#### [WRITTEN EXERCISE 1]
For each statement below, decide whether the apple-growing passage supports it, answering yes or no and quoting the words that decide it. (a) Das got his apple saplings from Himachal Pradesh online. (b) Two of Das's apple trees bore fruit last year. (c) Anna is one of the hybrid varieties Das ordered.
#### [WRITTEN EXERCISE 2]
Quote the apple-growing passage from "Apple trees grow" up to and including "take root here.".

#### [SELECTED PASSAGE]
__________________________________________________

Himachal Pradesh is the "Apple State of India" due to its significant contribution to apple production in the country. The state is known for its extensive apple orchards, which produce high-quality apples. A few years ago, Das procured 10 or 12 apple saplings from Himachal Pradesh online, and he planted them in his garden. This was a daunting task. The apple trees need special care in December, but last year, it rained heavily during the winter when he had taken the trees to dormancy. However, three days’ of incessant rain interrupted the dormancy phase. Das came up with alternative techniques when the trees started blooming. Three apple trees bore fruit last year, but this year’s bumper production has enraptured him.

Apple trees grow in well-drained soil. Chemical and organic fertilisers are used at regular intervals to increase the yield of apples. Traditionally, rolling hilltops or sloping sides of hills were preferred because they provided “air drainage,” allowing the colder, heavier air to drain away to the valley below during frosty spring nights to make sure the blossoms would not be destroyed.

Himachal’s indigenous crop owes its existence to an American, Samuel Evans “Satyananda” Stokes, the Apple Man of Kotgarh, who was an avatar of John Chapman, the legendary 19th-century American nurseryman “Johnny Appleseed,” who introduced apple trees to many parts of the US. Thanks to Stokes and two earlier Britons, Captain A.A. Lee and Alexander Coutts, what we now consider “desi” apples from Kinnaur and Kullu were brought in from England and the US to take root here.

Das had ordered three hybrid varieties of apple saplings from Himachal Pradesh, which have been specifically developed as warm climate fruit, namely, HRMN 79, Anna, and Dorsett Golden apples. These varieties require a minimum period of chilling that can be fulfilled in the plains in a sub-tropical climate. Das claims these apples can be grown in the plains commercially in the same way we grow mangoes here.

__________________________________________________

#### [ENTRIES SUPPLIED]

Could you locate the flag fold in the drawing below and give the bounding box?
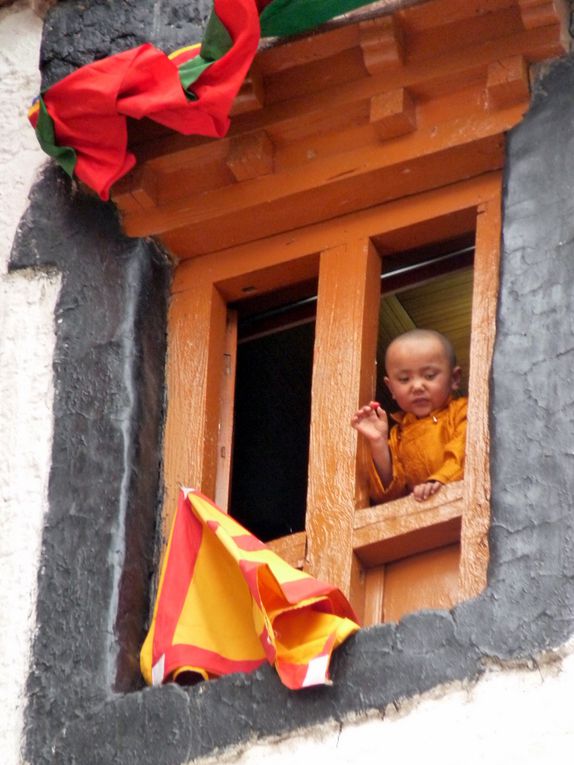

__________________________________________________

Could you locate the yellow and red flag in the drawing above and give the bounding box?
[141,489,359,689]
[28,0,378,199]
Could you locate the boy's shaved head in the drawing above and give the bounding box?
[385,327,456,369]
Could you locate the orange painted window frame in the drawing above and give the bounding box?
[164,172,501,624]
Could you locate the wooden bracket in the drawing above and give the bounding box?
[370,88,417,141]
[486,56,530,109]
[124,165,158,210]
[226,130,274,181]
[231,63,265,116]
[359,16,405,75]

__________________________________________________

#### [SOLUTION 1]
(a) Yes: "A few years ago, Das procured 10 or 12 apple saplings from Himachal Pradesh online"
(b) No: "Three apple trees bore fruit last year"
(c) Yes: "namely, HRMN 79, Anna, and Dorsett Golden apples"

#### [SOLUTION 2]
Apple trees grow in well-drained soil. Chemical and organic fertilisers are used at regular intervals to increase the yield of apples. Traditionally, rolling hilltops or sloping sides of hills were preferred because they provided “air drainage,” allowing the colder, heavier air to drain away to the valley below during frosty spring nights to make sure the blossoms would not be destroyed.

Himachal’s indigenous crop owes its existence to an American, Samuel Evans “Satyananda” Stokes, the Apple Man of Kotgarh, who was an avatar of John Chapman, the legendary 19th-century American nurseryman “Johnny Appleseed,” who introduced apple trees to many parts of the US. Thanks to Stokes and two earlier Britons, Captain A.A. Lee and Alexander Coutts, what we now consider “desi” apples from Kinnaur and Kullu were brought in from England and the US to take root here.